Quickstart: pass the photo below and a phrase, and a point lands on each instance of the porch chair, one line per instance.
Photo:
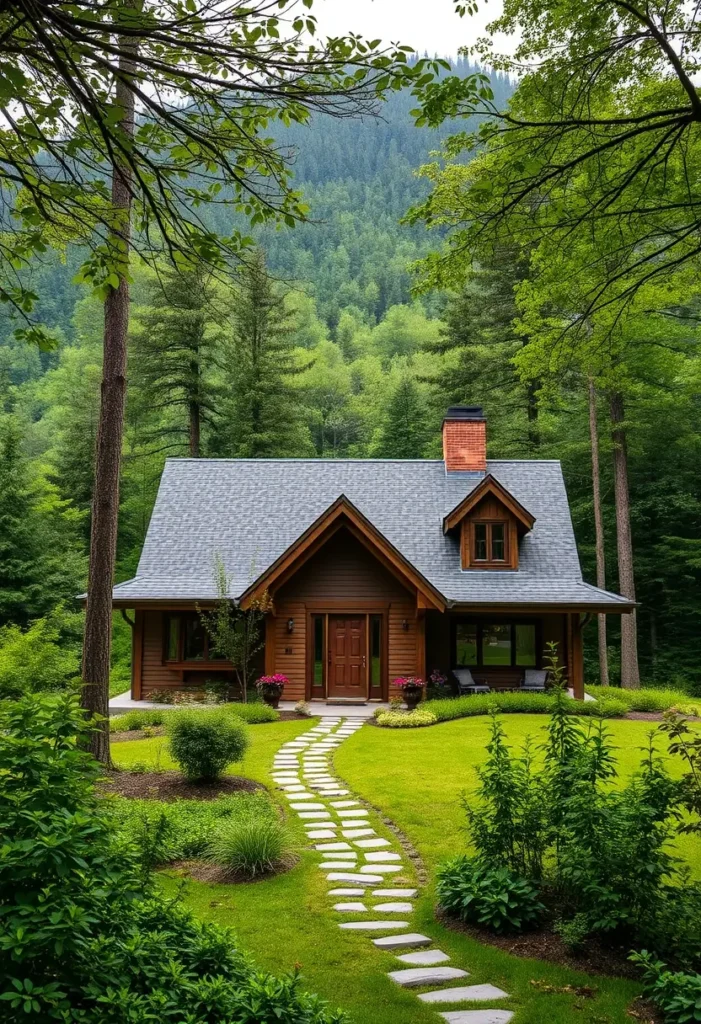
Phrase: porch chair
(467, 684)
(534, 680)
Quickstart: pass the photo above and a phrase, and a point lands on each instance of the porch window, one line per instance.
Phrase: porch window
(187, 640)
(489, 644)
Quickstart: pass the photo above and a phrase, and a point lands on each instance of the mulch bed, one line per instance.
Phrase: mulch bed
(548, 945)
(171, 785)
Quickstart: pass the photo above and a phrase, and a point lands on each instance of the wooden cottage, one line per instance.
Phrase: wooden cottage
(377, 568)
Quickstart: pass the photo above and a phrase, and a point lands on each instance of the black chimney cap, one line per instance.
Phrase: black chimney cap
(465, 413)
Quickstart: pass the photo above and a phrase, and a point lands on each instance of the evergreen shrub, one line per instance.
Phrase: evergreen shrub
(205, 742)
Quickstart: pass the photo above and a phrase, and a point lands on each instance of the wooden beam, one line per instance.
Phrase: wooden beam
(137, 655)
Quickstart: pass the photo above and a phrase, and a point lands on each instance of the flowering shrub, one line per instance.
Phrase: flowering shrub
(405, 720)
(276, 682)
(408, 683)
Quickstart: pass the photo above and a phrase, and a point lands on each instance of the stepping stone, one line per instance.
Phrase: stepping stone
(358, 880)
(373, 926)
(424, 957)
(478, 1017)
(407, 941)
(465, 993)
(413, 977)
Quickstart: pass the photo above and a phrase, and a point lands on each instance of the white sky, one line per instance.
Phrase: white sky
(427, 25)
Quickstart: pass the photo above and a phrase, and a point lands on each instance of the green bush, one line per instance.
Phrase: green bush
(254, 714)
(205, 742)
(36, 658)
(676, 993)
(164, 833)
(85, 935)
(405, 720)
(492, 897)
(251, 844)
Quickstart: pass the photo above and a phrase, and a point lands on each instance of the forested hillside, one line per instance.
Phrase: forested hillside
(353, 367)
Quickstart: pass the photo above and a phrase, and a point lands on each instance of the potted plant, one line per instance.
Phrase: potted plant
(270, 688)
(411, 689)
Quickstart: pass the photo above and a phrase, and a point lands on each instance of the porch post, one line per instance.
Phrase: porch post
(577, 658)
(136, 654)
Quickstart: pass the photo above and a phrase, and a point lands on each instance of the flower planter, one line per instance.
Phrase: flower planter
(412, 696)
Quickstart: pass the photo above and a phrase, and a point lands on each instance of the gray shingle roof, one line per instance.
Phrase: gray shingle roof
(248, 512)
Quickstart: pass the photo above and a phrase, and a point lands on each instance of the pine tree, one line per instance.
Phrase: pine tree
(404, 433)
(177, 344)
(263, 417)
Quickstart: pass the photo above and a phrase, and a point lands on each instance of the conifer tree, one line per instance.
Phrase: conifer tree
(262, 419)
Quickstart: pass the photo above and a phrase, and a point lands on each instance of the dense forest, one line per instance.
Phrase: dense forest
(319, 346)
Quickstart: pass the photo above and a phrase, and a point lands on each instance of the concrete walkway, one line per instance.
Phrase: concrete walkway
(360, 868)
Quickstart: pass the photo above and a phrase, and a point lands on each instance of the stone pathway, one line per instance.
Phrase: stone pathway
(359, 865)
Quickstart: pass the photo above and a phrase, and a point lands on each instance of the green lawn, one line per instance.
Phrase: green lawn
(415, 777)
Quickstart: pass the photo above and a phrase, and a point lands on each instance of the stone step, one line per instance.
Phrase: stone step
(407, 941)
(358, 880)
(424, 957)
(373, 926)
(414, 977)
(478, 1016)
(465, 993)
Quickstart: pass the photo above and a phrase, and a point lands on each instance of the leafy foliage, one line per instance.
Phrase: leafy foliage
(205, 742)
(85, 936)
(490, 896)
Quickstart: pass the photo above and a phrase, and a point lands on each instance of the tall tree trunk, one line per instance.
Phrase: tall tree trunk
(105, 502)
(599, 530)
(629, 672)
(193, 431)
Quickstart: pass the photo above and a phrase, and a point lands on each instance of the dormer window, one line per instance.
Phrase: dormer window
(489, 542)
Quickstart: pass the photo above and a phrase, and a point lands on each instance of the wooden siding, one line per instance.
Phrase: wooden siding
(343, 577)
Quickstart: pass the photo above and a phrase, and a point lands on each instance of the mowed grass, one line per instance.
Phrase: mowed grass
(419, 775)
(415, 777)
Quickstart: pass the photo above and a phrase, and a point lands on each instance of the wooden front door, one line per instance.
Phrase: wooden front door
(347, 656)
====
■ **Brief**
Leave the images out and give the rest of the data again exactly.

■ **Result for this exercise**
Quickstart: pass the photo below and a phrase, and a point lands on each instance of the porch chair, one line per instance.
Photo:
Phrase: porch chair
(467, 684)
(534, 680)
Quickstart: pass the photo above and a phrase, and a point lands on each instance of the porch window, one line per instance.
Phrase: porch window
(187, 640)
(489, 644)
Quickstart: pass the photo above and a phrase, and a point lands on each instance of the mulch bed, one line per instance.
Phrase: mulch bed
(548, 945)
(171, 785)
Quickstart: pass the photo above and a phrase, and a point lands on each instance of the wooden cottage, one line per instance.
Phrase: wooden cottage
(377, 568)
Quickstart: pass the photo above and a phrase, and a point lands on each instance of the black chimney cap, one line per instance.
Phrase: black chimney cap
(465, 413)
Quickstart: pass the photo above and a phrase, and a point lands on each instance of the evergreen shrub, one line per instance.
Phrase: evergreen shrub
(205, 742)
Quickstart: pass the photo above and a phrase, and a point lands on each instance of the wooden beam, one line per instance.
Phrase: wooden beam
(137, 655)
Quickstart: pass the photo above and a phrase, and a point lands on each instance of the flowering shrub, one line per instance.
Phrase: flowering shrub
(405, 720)
(276, 682)
(408, 683)
Quickstart: pass the photo above and a phrase, and a point lands on each instance of the stepping stone, one line per instance.
Phrase: stepping stone
(358, 880)
(373, 926)
(424, 957)
(478, 1017)
(407, 941)
(465, 993)
(413, 977)
Quickstart: pass the photo above and a phrase, and a point lands on each instance of the white sky, one line per instance.
Phrase: white sky
(427, 25)
Quickstart: pass the photo above and a phrase, and a point lands on each instance of the green bush, one line per instance.
Phrase: green bush
(254, 714)
(205, 742)
(36, 658)
(676, 993)
(164, 833)
(85, 935)
(405, 720)
(492, 897)
(251, 844)
Quickstart: pass the photo above and a phrase, and a point lands on each instance of the forested hillside, one line per instance.
Phrase: forested hillside
(353, 367)
Quickstart: pass the photo above and a phrase, and a point lands on each instance of the potted plant, one line per instance.
Phrase: potted plant
(270, 688)
(411, 689)
Quickstart: pass the photo above and a phrase, and a point lands on each instance of the porch post, one line per instance.
Phrase: porch post
(577, 658)
(136, 654)
Quickstart: pass the photo above and a phrase, and a point lands on each instance of the flower planter, one line per instance.
Phrase: flower planter
(412, 696)
Quickstart: pass the photo above and a phrase, and a point lands on each instance of the gray shingle roof, one line per instance.
Phrase: gray shingle roof
(248, 512)
Quickstart: pass the photo above and a phrase, and a point lands on each instance of the pine tree, one line per instance.
Phrase: pine tree
(404, 433)
(177, 344)
(263, 417)
Quickstart: pass the photo above and a phrase, and a point lands on each instance of the conifer tree, one line per instance.
Phrase: conifer tree
(262, 419)
Quickstart: pass the photo above and a phrase, and a point lands on each instance of the dense forest, one line per instance.
Phrase: dense forest
(319, 346)
Quickstart: pass the photo above and a phrase, and a point lands on each instance of the concrete walkway, one line per instance.
Phrase: concrete walkway
(360, 868)
Quickstart: pass the photo above and a phrase, and a point lands on each instance of the stone pathway, one line per instance.
Phrase: stone pathway
(359, 865)
Quickstart: pass the photo above and a phrase, and a point lands on each instance of the green lawn, one line per instance.
Phrase: green lawn
(415, 777)
Quickstart: pass the photo above and a phrase, and a point lands on each instance of the stone step, one line per instance.
Phrase: stone step
(407, 941)
(358, 880)
(424, 957)
(373, 926)
(414, 977)
(478, 1016)
(465, 993)
Quickstart: pass the photo above and a phrase, and a point lands on each instance of the leafy foliage, one line per instance.
Phrase: leafy foliage
(205, 742)
(85, 936)
(490, 896)
Quickstart: pass the photo above and a phrase, and a point lands on each instance of the tall tree trunk, one line per instance.
Phrase: tall tree trunk
(105, 502)
(599, 530)
(629, 672)
(193, 431)
Quickstart: pass the photo above and a phrase, and a point lands on each instance of the dormer window, one line per instance.
Phrase: dormer window
(489, 542)
Quickstart: pass the photo above and a phrase, and a point lands on each instance of the wooden siding, one line per instance.
Phrase: wooden siding
(343, 577)
Quickstart: pass the photo above and a phrase, and a point lands on each instance of the mowed grass, one line per instance.
Phrase: mowed grass
(419, 775)
(415, 777)
Quickstart: pass the photo above and a phrase, and a point lands on each instance of the wooden front door, one line per instance.
Phrase: wooden front door
(347, 656)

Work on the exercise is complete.